◆ Extracted records
::::

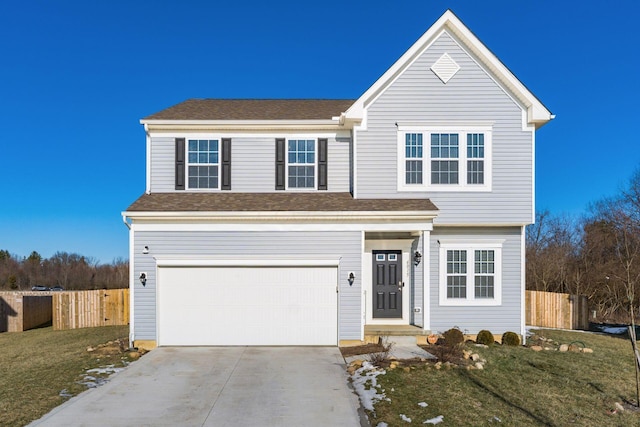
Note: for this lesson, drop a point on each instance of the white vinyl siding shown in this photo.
(419, 98)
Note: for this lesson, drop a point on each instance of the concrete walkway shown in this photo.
(220, 386)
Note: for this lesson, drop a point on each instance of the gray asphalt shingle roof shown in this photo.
(265, 202)
(254, 109)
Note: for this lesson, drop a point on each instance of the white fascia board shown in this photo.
(252, 133)
(190, 261)
(481, 224)
(382, 227)
(537, 113)
(157, 125)
(286, 215)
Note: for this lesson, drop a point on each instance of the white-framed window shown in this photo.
(457, 157)
(301, 163)
(470, 272)
(203, 163)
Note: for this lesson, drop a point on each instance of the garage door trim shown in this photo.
(245, 262)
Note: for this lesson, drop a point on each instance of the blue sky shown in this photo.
(76, 77)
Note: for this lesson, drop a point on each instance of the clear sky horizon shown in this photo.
(76, 77)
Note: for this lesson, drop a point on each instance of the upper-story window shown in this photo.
(203, 162)
(301, 163)
(457, 158)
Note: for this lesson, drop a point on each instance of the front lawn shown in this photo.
(518, 387)
(42, 368)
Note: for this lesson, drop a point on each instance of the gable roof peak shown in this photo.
(537, 113)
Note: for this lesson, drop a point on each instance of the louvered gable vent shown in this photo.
(445, 68)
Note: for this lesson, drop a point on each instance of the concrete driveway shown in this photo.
(220, 386)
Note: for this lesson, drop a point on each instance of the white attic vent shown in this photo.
(445, 68)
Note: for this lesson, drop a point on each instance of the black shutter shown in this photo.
(280, 163)
(180, 172)
(322, 163)
(226, 164)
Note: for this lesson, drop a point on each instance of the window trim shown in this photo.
(470, 246)
(286, 163)
(187, 163)
(446, 128)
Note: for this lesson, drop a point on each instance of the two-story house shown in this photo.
(321, 222)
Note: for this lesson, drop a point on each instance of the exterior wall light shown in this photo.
(417, 257)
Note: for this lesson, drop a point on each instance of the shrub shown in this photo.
(485, 337)
(453, 337)
(510, 338)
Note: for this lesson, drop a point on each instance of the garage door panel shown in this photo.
(247, 306)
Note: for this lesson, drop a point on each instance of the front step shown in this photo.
(399, 334)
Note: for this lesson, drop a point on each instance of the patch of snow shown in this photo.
(91, 381)
(363, 377)
(65, 393)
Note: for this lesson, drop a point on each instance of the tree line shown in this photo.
(597, 255)
(69, 270)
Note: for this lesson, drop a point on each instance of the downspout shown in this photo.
(148, 154)
(131, 282)
(124, 219)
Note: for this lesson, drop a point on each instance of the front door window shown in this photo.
(387, 284)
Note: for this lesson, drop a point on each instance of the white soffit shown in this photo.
(445, 68)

::::

◆ Directions
Write out the material above precisely, leaving each picture behind.

◆ Solution to the exercise
Note: for this lesson, drop a point on each instance of the white vinyl siding shown in this photo.
(419, 98)
Note: for this lesson, drop a point on each instance of the concrete walkway shown in this photo.
(220, 386)
Note: for this lesson, drop a point on each instance of the gray asphalt shingle roof shown in this photo.
(265, 202)
(254, 109)
Note: for this lesson, drop a point on each instance of the white fascia board shown in this photo.
(252, 133)
(190, 261)
(481, 224)
(382, 227)
(537, 113)
(157, 125)
(286, 215)
Note: for this lesson, drop a point on each instance of the white-framed window shown in this photo.
(457, 157)
(301, 163)
(470, 272)
(203, 163)
Note: for this lesson, drop a point on each instance of the garage door trim shown in this photo.
(245, 262)
Note: for this lesson, drop a point on each instance of the blue sky shown in this photo.
(76, 77)
Note: for this lesson, drop a point on each instance of the clear sky horizon shown in this photo.
(76, 77)
Note: for this lesson, drop a point on each instance of the upper-story window shown in this photo.
(203, 162)
(301, 163)
(457, 158)
Note: for this lesson, drop a point on each instance of the front lawn shown in this photo.
(518, 387)
(42, 368)
Note: for this lesson, drop a point on each instance of the gable roof peak shown in this photo.
(537, 113)
Note: for this lesson, drop a point on each instance of the louvered gable vent shown in this photo.
(445, 68)
Note: for this lesson, drop a point on each instance of the concrete driveway shown in this photo.
(220, 386)
Note: for this lesson, drop a point on each instance of the white attic vent shown in this photo.
(445, 68)
Note: for this lesson, drop a point on each instance of the black shutter shown in this photo.
(280, 163)
(180, 172)
(322, 163)
(226, 164)
Note: for this lesson, drop a point on each instance of the window trim shown in this photo.
(470, 246)
(286, 163)
(187, 163)
(446, 128)
Note: for this lesson, drop a point on each instance of the two-story house shown in this photo.
(321, 222)
Note: for this lesson, drop a point on each instance of the exterior wall light shown in this photo.
(417, 257)
Note: for this lesson, drop a point on each instance of the shrub shown in this photo.
(485, 337)
(453, 337)
(510, 338)
Note: for this lesson, drop a point on each instance of the garage door panel shown in this photo.
(247, 306)
Note: for this lesson, drop a point on each instance of the front step shown in this photo.
(399, 334)
Note: for this lesson, drop a point on each instance of the patch of snow shown in this photo.
(91, 381)
(363, 377)
(65, 393)
Note: for this lesson, drop a point on each instance of the tree line shown in this photo.
(597, 255)
(69, 270)
Note: for this lesson, drop a point on each instance of the downspout shown in this photo.
(148, 154)
(131, 282)
(124, 219)
Note: for this lesson, drop a point on each instance of the front door window shown in this photo.
(387, 284)
Note: for this lesson, drop a point on each instance of the white soffit shown in this photo.
(445, 68)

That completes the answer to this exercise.